● **WRITTEN EXERCISE 1**:
Name every higher mental operation that the passage on classroom questioning says teachers' questions can call for.
● **WRITTEN EXERCISE 2**:
Write the next part of the passage on classroom questioning, beginning after its final sentence.

● **EXTRACT TO READ**:
----------

L.4 INSTRUCTION IS CLEAR AND FOCUSED.
- Students have plenty of opportunity for guided and independent practice with new concepts and skills.
- To check understanding, teachers ask clear questions and make sure all students have a chance to respond.
L.5 LEARNING PROGRESS IS MONITORED CLOSELY.
In addition, recent research in the area of critical thinking demonstrates that when teachers ask questions calling for such higher mental operations as application, analysis, synthesis, and evaluation, student achievement is enhanced. Finally, research on questioning reveals that teaching students how to respond to and how to frame higher-level questions is positively related to their voluntary participation in these higher cognitive processes in classroom discussions.
SITUATION
On the northern coast of Washington's Olympic Peninsula, overlooking the Strait of Juan de Fuca, lies the city of Port Angeles. Port Angeles is home to approximately 17,000 people, whose livelihood depends on such local commercial enterprises as shipping, logging, and paper mill operation. Port Angeles is also the site of a Coast Guard base, and the city's proximity to Olympic National Park has created a brisk tourist industry.
The Port Angeles School District serves 4,600 students in one high school, two middle schools, and six elementary schools. Franklin is one of the elementary schools, with a student population of 561 in grades K- 5. Reflecting the surrounding community, Franklin students are nearly all white/non-Hispanic, and the socioeconomic levels of Franklin families range from low income to upper middle class.
CONTEXT
"Questions--not answers--are the heart of education." These could be the words of Socrates, but were in fact spoken by Franklin teacher, Dennis Duncan. A teacher for more than 30 years, Duncan has always been interested in the role of questions in classroom instruction and has familiarized himself with the research on effective classroom questioning strategies. About 20 years ago, he also began working with techniques for teaching students to ask clear, pertinent questions that will enable them to find out what they need to know.

----------

(Contour annotation records)

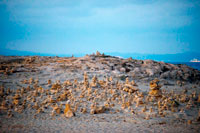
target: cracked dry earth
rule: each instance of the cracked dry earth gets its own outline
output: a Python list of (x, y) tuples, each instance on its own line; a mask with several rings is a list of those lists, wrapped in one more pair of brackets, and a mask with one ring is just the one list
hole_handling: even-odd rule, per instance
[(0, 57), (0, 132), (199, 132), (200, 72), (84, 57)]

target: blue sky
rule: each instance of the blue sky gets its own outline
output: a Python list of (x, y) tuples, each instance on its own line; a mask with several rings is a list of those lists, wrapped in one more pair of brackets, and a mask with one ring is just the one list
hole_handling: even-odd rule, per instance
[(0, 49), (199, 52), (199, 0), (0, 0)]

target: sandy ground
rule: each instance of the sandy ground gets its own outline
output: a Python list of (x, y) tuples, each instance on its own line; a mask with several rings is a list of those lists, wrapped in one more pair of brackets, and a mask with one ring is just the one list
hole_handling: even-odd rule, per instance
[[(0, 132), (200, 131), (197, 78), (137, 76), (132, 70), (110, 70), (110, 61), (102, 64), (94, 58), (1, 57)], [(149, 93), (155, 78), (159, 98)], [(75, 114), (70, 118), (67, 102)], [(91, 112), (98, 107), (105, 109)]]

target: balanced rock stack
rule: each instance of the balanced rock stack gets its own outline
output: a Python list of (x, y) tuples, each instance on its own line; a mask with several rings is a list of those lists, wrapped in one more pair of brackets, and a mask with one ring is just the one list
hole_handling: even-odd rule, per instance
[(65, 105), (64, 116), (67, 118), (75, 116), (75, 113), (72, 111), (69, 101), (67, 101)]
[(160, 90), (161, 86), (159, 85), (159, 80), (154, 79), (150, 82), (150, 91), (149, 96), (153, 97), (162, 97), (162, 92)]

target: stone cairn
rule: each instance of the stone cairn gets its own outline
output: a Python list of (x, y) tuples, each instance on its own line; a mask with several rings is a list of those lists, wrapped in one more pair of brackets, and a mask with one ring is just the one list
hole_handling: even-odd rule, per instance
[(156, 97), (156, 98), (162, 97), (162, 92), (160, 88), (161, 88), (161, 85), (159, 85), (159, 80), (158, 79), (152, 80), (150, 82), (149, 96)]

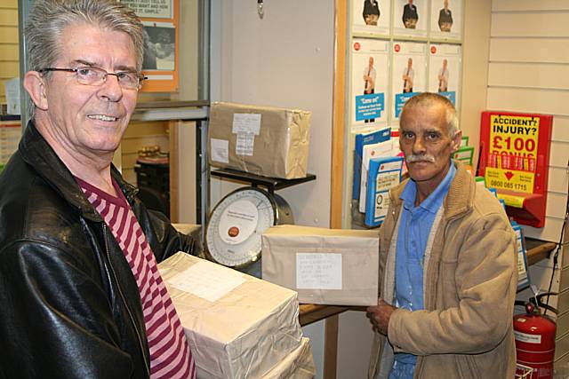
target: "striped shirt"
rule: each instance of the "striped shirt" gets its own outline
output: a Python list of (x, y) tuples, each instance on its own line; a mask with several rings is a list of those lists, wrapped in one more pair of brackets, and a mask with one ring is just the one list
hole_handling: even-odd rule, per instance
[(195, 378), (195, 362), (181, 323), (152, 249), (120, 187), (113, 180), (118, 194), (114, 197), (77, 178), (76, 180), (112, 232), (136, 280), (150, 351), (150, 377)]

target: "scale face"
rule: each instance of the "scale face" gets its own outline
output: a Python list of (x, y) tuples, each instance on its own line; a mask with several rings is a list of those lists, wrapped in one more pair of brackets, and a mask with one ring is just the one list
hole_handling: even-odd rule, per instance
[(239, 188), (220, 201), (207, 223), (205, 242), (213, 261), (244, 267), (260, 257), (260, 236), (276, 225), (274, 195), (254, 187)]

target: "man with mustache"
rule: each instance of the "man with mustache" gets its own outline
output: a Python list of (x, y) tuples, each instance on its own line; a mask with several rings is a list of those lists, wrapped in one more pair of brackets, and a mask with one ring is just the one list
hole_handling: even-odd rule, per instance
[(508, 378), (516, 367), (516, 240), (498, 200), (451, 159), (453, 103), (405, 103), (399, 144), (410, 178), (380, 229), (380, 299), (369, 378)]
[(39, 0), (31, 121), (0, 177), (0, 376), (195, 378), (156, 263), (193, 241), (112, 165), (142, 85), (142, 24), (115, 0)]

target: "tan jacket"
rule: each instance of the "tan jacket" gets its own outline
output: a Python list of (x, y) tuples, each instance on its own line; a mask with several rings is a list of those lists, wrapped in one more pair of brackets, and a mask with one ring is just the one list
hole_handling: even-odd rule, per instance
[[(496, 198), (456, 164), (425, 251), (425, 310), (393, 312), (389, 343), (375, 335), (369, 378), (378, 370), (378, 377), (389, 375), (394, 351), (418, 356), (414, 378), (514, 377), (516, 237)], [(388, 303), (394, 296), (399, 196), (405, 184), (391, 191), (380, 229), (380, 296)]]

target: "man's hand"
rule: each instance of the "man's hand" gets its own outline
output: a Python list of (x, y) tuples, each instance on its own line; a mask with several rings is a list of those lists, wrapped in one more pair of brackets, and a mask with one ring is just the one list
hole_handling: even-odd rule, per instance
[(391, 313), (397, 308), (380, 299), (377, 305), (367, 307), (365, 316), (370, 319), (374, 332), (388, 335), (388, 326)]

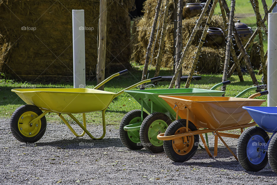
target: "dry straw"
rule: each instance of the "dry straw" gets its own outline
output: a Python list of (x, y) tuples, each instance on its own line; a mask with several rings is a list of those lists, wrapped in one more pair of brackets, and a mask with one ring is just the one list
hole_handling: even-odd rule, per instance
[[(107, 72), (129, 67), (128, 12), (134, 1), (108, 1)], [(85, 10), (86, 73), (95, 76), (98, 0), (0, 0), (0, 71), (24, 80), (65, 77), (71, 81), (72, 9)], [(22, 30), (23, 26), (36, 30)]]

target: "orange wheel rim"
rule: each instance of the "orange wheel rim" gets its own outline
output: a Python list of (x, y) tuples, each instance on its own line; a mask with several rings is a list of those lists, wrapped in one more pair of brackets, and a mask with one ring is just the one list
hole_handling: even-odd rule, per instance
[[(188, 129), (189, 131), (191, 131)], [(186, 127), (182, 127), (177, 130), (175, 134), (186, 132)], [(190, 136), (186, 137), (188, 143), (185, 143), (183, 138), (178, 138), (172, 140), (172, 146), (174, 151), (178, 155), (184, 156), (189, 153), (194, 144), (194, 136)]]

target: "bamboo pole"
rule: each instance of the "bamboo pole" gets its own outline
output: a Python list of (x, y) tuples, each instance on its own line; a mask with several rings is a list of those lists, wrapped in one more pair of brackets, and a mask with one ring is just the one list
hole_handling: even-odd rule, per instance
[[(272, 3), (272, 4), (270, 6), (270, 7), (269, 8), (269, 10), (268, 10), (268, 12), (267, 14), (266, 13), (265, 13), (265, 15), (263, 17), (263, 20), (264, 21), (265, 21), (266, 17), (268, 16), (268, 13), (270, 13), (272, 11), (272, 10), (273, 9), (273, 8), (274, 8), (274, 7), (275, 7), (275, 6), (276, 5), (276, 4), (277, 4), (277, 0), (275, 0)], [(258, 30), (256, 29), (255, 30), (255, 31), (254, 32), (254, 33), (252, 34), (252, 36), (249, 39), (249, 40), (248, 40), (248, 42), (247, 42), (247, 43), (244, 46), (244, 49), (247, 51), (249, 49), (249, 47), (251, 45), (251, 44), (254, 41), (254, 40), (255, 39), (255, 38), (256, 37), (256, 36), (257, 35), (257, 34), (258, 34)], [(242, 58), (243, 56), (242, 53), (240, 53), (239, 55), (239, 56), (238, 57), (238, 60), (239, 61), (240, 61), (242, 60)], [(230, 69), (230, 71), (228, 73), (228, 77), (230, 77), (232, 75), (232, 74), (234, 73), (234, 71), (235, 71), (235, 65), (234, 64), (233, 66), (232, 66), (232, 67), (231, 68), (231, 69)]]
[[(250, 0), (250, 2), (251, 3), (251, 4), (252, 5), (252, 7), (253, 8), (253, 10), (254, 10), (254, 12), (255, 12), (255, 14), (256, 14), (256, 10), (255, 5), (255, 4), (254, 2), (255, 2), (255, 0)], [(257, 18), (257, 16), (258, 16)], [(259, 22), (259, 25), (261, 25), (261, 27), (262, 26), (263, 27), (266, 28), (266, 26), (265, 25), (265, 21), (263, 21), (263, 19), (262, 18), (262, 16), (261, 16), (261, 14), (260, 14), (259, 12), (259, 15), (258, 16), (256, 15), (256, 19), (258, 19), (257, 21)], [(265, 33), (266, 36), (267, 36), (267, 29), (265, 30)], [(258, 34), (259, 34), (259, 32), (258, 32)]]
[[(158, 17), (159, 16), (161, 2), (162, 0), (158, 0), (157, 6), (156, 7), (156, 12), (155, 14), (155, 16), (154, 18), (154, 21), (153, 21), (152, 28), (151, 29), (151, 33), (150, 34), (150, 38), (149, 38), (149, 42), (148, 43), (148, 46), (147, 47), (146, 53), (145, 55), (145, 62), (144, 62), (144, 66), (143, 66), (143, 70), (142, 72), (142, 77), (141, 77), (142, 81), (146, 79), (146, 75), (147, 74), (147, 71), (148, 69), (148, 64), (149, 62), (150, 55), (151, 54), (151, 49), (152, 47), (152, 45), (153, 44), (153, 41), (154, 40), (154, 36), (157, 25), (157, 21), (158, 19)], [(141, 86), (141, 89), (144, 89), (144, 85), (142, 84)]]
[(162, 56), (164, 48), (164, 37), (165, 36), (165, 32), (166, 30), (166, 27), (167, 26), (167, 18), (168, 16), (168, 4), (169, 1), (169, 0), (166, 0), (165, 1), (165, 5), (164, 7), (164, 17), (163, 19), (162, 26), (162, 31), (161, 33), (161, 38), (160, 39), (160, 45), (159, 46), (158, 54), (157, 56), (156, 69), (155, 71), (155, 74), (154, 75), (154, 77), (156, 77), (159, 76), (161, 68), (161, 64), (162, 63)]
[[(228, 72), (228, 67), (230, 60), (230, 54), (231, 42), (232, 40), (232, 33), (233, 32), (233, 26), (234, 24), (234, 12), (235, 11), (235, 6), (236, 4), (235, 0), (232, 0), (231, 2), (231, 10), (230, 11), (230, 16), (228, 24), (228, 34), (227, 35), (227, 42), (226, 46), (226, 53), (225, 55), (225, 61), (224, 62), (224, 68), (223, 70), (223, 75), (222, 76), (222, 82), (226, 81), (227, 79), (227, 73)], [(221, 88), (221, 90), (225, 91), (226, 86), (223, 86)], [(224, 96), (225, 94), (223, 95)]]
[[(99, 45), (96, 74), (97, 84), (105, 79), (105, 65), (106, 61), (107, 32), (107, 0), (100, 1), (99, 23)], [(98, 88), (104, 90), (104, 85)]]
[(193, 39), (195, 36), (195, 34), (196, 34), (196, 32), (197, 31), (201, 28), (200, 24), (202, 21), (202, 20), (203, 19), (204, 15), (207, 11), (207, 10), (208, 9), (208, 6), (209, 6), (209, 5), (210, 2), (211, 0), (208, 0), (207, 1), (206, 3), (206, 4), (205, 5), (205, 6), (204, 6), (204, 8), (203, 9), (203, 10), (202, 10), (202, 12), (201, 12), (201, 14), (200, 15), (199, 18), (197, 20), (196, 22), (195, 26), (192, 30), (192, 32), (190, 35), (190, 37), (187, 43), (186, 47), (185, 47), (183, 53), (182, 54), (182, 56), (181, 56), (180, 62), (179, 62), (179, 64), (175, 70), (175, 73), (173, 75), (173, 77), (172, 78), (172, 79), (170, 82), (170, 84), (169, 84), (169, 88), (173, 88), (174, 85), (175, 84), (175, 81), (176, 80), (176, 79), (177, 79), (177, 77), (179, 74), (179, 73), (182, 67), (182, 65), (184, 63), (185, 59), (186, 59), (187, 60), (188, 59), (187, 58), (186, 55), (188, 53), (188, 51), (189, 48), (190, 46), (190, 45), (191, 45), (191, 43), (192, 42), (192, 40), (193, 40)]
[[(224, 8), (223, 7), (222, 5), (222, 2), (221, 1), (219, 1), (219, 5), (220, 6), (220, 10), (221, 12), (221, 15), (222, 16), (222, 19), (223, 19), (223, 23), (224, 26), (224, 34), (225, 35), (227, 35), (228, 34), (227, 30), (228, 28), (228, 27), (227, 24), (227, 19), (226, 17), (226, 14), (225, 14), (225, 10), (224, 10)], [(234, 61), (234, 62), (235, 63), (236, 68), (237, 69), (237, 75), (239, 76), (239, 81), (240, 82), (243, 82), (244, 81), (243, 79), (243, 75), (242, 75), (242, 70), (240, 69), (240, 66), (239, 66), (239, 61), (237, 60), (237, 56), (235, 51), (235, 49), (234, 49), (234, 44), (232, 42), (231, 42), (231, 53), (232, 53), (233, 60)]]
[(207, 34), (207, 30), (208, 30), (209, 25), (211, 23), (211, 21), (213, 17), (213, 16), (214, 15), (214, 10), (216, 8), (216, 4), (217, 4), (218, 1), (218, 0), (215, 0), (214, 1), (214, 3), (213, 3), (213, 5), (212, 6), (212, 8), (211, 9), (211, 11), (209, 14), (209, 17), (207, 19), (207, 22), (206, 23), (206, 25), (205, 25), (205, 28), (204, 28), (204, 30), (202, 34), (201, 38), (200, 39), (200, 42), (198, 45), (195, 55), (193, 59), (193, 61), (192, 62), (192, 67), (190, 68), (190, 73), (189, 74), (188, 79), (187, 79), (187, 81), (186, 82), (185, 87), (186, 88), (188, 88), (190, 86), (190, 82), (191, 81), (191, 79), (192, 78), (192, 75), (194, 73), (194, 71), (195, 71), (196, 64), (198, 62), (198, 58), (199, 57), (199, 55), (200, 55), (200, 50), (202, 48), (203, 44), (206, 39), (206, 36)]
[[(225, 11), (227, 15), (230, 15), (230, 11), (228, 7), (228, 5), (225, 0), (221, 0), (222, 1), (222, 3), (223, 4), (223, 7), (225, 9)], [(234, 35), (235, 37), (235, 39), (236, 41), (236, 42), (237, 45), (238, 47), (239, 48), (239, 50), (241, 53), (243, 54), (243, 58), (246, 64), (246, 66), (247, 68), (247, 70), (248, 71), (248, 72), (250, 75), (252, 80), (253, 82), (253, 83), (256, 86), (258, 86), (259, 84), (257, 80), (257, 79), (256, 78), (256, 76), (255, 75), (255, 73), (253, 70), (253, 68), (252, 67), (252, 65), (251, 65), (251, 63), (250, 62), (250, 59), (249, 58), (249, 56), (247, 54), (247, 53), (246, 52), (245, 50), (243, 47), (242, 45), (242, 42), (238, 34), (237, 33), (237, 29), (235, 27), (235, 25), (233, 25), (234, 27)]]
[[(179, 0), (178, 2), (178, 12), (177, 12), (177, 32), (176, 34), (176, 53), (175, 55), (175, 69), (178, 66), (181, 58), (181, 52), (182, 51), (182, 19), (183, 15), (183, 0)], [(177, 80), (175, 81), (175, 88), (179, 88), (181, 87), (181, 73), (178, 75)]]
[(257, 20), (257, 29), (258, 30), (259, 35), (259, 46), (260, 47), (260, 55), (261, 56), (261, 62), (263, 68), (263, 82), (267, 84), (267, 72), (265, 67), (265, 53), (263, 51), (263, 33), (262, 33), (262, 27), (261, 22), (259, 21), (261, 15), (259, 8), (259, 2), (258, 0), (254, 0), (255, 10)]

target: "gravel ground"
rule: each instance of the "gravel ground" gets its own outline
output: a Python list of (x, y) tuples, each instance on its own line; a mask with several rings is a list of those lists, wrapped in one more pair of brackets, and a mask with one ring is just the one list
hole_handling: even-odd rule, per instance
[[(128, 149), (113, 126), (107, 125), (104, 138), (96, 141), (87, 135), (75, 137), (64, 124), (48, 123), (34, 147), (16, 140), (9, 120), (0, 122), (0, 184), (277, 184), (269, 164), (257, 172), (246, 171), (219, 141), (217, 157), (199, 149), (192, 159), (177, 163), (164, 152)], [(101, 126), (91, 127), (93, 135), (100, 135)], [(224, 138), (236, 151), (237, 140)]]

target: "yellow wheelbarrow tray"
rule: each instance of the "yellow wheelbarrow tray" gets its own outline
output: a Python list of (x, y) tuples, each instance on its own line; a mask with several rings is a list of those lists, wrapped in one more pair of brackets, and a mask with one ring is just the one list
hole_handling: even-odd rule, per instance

----------

● **TASK RESULT 1**:
Application, analysis, synthesis, and evaluation.

● **TASK RESULT 2**:
This dimension of Duncan's interest in questioning strategies began when he participated in a series of workshops presented by the Northwest Regional Educational Laboratory in the early days of the Laboratory's operation. The workshop series, titled Inquiry Development, was aimed at training teachers to ask more effective questions and to teach their students questioning strategies and other critical thinking skills.
A summer course called Operation Innovation helped Duncan to refine his strategies and to take the focus off learning CONTENT in favor of learning PROCESSES. Within the context of the science laboratory classes he was teaching at that time, Duncan came to realize that if students have well-developed inquiry skills, they will have no difficulty acquiring content knowledge.
"Kids need to be able to state a problem clearly in their minds and then know how to systematically ask the questions that will help them resolve it," Duncan says. He believes that students need to be able to understand syllogisms, construct "if...then" propositions, and to reflect on the data produced by the inquiries they make. "Kids need to be able to formulate theories, and then gather data to refine those theories."
Today Duncan teaches gifted students in grades four and five from all schools in the Port Angeles district and heterogeneous classes of second and third graders. He teaches critical thinking skills, particularly logical reasoning and questioning, with the approach differing depending on the students, the subject matter, and the setting (whole class, small group, or tutorial).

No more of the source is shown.